(Saved entries)
++++++++++

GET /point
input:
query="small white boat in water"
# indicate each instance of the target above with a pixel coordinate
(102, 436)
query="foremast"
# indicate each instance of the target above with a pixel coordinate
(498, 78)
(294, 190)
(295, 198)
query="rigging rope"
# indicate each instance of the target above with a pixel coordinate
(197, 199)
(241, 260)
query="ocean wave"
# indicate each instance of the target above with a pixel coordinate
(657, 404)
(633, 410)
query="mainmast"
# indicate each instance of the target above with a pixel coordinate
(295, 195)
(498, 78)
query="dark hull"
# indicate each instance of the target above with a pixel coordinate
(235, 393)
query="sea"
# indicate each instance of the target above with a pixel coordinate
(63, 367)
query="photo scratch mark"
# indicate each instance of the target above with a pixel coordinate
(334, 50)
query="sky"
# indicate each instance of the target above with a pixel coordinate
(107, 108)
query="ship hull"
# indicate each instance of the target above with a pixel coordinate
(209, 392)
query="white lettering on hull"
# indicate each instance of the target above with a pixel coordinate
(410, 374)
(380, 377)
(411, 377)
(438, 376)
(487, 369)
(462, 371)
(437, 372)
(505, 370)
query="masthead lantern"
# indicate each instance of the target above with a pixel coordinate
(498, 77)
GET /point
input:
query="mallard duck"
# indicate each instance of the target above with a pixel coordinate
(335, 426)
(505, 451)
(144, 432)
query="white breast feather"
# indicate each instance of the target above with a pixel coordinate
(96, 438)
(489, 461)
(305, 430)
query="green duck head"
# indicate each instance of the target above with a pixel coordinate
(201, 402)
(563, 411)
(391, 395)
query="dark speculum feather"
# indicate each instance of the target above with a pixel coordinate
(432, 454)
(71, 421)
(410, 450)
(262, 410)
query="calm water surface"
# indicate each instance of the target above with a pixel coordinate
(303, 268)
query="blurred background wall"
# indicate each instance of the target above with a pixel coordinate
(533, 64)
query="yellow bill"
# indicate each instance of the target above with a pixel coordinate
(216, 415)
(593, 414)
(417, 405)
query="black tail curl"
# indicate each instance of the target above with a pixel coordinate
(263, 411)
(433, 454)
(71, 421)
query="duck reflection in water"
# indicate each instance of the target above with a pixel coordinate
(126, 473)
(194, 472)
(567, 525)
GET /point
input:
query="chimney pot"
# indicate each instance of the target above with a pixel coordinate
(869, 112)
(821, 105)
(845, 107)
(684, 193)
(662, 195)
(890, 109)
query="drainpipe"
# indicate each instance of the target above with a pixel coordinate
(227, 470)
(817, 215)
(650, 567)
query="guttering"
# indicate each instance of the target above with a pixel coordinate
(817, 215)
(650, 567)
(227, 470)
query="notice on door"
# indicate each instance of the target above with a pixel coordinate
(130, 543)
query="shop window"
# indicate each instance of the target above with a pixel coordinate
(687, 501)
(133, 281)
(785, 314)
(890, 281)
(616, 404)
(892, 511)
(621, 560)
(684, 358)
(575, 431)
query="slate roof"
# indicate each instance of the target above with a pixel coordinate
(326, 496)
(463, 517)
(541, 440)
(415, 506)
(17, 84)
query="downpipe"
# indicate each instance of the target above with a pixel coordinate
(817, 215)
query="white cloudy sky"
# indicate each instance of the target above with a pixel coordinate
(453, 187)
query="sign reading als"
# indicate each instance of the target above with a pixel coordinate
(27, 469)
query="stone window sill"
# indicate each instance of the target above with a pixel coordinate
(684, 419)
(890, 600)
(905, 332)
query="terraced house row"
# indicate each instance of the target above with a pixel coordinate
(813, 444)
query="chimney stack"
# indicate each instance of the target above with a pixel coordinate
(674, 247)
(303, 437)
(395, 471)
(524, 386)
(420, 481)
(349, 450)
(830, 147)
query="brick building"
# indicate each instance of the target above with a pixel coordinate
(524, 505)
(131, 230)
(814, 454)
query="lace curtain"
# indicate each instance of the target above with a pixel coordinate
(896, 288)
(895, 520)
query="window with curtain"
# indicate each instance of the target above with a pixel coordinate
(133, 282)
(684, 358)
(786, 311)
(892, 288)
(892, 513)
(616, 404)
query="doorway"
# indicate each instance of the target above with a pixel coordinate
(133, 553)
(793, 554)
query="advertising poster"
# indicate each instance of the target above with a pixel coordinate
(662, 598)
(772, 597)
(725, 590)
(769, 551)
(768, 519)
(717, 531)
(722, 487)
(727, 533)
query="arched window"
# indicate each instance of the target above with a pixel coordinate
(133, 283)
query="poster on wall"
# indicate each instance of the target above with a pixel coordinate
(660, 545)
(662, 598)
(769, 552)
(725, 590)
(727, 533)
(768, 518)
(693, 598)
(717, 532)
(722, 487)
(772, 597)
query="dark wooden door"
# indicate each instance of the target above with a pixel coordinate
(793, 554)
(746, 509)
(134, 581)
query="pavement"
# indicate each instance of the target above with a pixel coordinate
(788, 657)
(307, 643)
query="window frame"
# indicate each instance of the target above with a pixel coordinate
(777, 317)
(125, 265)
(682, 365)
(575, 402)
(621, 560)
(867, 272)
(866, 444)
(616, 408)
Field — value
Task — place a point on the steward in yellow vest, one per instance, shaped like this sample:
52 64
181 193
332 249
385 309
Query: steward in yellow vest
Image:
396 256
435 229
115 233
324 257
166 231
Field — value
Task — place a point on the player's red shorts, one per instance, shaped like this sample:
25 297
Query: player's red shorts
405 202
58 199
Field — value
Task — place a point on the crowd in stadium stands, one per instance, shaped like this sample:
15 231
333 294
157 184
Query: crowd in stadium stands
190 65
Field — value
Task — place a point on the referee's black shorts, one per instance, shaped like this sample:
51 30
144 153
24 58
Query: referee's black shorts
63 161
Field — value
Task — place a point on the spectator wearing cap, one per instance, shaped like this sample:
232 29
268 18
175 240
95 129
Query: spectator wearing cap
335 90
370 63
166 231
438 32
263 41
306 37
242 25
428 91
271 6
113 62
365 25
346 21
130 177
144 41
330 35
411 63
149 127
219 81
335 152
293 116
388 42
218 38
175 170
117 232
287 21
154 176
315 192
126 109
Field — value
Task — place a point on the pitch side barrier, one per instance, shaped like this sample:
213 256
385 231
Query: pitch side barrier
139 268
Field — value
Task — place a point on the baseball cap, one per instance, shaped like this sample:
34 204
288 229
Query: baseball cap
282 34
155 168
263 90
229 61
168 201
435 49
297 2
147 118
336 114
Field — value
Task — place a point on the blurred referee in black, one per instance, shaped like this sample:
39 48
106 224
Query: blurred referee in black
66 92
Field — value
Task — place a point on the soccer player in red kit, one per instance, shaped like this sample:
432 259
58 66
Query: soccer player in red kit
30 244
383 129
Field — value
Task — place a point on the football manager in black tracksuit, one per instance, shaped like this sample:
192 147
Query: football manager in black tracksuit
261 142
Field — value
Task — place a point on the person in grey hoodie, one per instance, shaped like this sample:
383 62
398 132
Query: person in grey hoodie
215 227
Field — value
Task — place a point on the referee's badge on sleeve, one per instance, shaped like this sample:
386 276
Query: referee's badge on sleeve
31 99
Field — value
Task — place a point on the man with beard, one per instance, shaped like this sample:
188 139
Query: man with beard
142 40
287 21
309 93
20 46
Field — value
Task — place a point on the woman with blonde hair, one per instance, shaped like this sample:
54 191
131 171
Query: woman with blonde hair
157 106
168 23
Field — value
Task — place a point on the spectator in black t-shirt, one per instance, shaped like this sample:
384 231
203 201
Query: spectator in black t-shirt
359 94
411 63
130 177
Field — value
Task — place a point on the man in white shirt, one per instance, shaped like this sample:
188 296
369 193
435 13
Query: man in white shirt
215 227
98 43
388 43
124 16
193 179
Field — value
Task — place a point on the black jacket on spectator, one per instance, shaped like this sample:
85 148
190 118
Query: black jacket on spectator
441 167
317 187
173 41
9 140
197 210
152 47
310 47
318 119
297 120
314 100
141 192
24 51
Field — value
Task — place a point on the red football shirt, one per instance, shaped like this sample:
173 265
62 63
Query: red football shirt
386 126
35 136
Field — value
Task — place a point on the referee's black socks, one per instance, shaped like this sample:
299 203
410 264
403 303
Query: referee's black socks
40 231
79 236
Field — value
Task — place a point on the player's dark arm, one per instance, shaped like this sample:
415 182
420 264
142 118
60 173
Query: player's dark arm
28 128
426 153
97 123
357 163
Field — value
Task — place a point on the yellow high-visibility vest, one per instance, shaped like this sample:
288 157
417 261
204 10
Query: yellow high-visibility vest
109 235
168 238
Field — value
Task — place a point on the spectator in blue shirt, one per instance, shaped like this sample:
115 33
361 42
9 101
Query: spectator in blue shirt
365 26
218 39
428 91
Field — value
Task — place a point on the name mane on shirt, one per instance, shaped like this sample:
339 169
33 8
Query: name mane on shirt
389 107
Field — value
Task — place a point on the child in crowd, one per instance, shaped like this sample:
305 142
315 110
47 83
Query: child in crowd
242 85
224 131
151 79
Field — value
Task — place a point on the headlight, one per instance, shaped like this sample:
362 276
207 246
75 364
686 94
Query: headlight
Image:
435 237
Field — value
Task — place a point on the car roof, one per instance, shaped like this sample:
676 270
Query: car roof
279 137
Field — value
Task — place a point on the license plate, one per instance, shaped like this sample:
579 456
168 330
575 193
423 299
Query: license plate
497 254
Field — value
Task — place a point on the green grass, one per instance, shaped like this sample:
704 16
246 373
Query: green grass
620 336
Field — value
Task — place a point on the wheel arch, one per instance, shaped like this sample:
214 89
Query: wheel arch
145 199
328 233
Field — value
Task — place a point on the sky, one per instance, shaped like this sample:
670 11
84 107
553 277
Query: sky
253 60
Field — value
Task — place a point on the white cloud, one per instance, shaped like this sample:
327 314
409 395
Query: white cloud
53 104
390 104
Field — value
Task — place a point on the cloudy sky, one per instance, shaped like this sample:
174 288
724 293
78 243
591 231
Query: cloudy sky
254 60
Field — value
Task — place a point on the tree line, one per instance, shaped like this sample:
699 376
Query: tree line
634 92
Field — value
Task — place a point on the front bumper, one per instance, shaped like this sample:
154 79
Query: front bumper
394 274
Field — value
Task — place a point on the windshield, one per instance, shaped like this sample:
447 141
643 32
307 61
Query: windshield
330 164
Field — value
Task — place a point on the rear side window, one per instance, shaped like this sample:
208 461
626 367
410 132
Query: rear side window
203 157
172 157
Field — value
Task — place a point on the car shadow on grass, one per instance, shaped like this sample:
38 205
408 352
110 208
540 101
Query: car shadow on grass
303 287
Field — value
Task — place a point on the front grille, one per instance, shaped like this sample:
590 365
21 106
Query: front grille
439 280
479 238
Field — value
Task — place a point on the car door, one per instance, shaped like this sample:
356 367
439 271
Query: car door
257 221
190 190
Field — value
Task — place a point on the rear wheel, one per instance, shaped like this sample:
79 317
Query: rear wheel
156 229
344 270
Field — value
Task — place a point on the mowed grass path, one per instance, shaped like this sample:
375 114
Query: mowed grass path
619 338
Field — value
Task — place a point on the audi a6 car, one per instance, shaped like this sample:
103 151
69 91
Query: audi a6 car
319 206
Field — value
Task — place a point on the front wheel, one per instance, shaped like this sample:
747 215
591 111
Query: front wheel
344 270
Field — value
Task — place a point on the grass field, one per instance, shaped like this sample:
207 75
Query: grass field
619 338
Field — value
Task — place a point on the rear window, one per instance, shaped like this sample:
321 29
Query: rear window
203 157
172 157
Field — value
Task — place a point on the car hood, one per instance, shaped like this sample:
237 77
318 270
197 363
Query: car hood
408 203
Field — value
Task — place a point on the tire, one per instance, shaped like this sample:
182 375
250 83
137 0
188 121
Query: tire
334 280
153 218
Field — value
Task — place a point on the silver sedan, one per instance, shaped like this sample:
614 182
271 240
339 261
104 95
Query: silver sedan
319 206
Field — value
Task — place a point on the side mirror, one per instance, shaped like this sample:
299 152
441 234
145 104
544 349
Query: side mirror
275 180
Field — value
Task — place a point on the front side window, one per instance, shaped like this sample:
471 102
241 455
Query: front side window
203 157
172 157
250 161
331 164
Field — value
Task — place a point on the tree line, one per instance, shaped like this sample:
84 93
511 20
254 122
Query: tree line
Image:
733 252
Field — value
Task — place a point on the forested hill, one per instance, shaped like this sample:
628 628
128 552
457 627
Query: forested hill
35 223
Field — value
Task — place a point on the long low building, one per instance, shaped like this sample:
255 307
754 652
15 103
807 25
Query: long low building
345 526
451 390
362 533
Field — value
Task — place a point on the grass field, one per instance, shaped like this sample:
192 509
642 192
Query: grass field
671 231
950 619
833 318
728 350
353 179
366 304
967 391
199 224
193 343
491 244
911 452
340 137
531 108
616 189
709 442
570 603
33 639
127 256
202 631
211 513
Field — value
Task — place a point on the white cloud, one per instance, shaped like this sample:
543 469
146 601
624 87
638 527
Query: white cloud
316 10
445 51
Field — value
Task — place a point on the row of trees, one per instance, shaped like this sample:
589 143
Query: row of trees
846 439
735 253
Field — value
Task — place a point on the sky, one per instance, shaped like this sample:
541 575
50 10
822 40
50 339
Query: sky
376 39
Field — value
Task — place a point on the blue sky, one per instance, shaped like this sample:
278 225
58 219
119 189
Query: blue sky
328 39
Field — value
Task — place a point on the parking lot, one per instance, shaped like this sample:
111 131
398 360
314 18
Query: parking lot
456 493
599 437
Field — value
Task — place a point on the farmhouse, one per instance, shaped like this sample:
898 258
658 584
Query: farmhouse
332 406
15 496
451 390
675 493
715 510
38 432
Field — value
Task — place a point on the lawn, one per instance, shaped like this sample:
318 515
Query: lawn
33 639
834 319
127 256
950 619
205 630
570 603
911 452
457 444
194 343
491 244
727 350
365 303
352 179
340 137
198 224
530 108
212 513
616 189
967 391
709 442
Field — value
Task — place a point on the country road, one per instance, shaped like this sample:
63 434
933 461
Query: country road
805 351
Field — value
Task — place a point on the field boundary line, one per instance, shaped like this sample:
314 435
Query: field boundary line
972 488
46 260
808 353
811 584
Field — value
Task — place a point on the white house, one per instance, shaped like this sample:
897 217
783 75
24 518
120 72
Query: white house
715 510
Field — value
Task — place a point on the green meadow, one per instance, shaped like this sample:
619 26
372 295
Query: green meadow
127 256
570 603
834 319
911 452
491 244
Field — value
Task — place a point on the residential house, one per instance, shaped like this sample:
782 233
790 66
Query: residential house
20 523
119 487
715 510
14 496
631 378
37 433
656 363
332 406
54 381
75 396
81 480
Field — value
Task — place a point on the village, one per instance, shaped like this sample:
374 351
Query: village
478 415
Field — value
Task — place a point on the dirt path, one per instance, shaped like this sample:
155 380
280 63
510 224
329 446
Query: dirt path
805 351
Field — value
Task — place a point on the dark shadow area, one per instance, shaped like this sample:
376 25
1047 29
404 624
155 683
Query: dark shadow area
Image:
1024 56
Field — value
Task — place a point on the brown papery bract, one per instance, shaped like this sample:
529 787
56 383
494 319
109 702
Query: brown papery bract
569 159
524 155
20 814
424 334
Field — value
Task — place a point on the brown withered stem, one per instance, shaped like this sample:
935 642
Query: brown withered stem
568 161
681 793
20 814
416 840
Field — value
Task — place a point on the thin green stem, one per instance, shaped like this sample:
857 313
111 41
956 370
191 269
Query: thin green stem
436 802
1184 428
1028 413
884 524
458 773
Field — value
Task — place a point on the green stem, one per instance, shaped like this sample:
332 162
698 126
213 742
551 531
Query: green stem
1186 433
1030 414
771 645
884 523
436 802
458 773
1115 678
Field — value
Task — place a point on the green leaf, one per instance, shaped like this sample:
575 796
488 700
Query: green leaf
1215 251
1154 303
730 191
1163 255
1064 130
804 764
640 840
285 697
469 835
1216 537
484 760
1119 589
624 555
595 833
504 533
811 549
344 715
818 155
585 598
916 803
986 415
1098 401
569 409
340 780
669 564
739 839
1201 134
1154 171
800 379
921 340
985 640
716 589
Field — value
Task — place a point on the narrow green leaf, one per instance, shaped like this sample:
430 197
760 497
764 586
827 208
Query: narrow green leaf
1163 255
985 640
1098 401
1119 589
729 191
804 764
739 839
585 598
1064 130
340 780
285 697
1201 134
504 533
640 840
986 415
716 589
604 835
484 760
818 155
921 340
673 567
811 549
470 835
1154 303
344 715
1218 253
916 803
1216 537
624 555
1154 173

++++++++++

Task:
What is the number of lines above that hold the word "water"? Answer with that number alone.

Written response:
3